§ Task objective
Reproduce the stretch of the listing below from the line containing "Shelf-audit tool: tag the grey" through the end of the listing as a numbered list, leaving out any blank lines.

Dataset rows showing where objects appear
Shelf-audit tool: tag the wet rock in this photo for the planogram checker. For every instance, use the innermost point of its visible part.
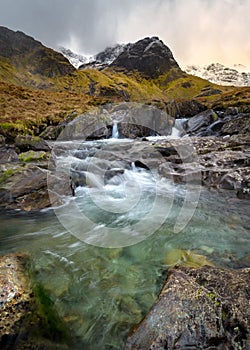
(198, 124)
(214, 162)
(2, 140)
(26, 189)
(88, 126)
(205, 308)
(32, 156)
(8, 155)
(135, 120)
(237, 125)
(184, 109)
(22, 322)
(51, 132)
(27, 142)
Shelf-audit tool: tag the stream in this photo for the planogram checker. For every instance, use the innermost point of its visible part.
(103, 254)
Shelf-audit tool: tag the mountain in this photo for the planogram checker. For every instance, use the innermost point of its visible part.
(149, 56)
(39, 87)
(19, 51)
(219, 74)
(75, 59)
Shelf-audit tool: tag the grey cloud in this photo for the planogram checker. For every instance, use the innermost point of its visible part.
(197, 31)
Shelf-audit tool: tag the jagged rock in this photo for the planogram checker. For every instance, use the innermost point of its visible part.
(8, 155)
(149, 56)
(220, 74)
(135, 120)
(205, 308)
(23, 324)
(93, 125)
(27, 142)
(51, 132)
(2, 140)
(198, 124)
(239, 124)
(184, 109)
(211, 161)
(18, 46)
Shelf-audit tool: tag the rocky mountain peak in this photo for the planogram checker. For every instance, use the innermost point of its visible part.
(14, 43)
(24, 51)
(149, 56)
(219, 74)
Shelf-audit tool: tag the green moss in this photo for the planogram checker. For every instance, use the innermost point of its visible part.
(6, 175)
(32, 156)
(52, 326)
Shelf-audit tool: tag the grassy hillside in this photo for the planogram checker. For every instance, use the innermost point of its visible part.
(35, 93)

§ Reply to the task
1. Shelf-audit tool: tag the grey cloud in this photo for the planogram checker. For every instance, use the innermost point of its visible part.
2. (197, 31)
3. Shelf-audit tool: tag the jagged rock in this photo for the planogram checker. For every instance, use the innermost point of its visible part.
4. (8, 155)
5. (149, 56)
6. (220, 74)
7. (135, 120)
8. (205, 308)
9. (23, 324)
10. (93, 125)
11. (27, 142)
12. (51, 132)
13. (2, 140)
14. (198, 124)
15. (239, 124)
16. (184, 109)
17. (211, 161)
18. (18, 46)
19. Shelf-audit tool: tag the rocky mountain peak in this photo for the planogram checker. For every instance, use the innermost point of its visible part.
20. (14, 43)
21. (24, 51)
22. (149, 56)
23. (219, 74)
24. Shelf-audit tool: tag the green moss in this photo for the planogram checker. For every instance, use the innermost point of its visible part.
25. (6, 175)
26. (32, 156)
27. (52, 326)
28. Shelf-audit tool: tag the grassy hillside in this photo for the planogram checker. For every instance, use the innermost point of its visible part.
29. (35, 93)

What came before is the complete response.